• [Work instruction]:
In the data below, find the line that contains "Could you please" and the line that contains "Target: blue shoe". Copy both, plus every line between them, exactly.

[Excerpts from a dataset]

● ● ● ● ●

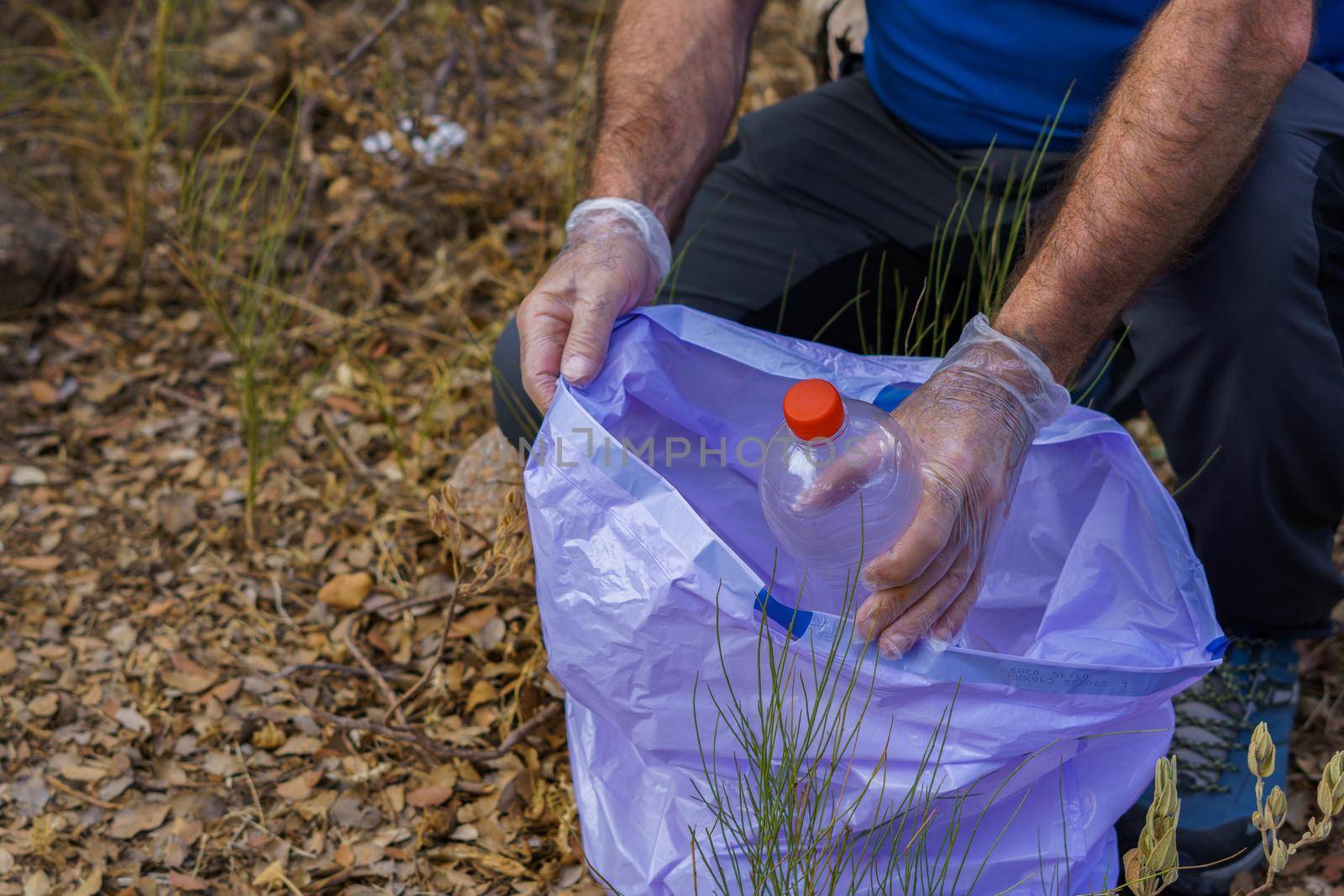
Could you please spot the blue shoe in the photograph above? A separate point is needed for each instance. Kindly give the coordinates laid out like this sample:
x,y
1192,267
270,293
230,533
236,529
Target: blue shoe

● ● ● ● ●

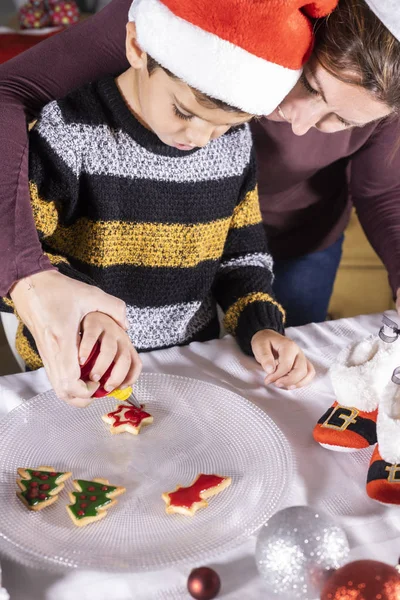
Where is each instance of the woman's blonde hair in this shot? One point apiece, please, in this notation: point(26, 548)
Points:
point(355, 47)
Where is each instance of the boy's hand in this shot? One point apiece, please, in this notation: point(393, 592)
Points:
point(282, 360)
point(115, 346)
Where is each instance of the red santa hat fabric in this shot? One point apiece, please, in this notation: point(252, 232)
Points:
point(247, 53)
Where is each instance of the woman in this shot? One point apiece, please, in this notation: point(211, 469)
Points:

● ● ● ● ●

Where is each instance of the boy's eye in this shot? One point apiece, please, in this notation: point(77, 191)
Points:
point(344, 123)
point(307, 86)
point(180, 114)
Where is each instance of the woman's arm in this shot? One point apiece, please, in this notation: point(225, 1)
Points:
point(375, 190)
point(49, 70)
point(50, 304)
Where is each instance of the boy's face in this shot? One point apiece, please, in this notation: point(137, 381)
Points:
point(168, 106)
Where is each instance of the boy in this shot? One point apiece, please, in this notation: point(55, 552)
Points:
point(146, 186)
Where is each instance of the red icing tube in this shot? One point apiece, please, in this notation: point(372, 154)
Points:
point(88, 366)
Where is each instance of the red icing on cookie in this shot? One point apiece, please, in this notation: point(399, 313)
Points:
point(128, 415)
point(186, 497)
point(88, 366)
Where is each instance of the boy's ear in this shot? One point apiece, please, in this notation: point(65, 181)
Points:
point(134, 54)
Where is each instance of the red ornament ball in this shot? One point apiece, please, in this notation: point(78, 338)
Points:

● ● ● ● ●

• [Exercise answer]:
Could you please spot the blue shoe in the photograph above? A separate point is needed for each instance. Kindly give the coordinates laid out like this sample:
x,y
1192,267
270,293
230,533
236,529
Target: blue shoe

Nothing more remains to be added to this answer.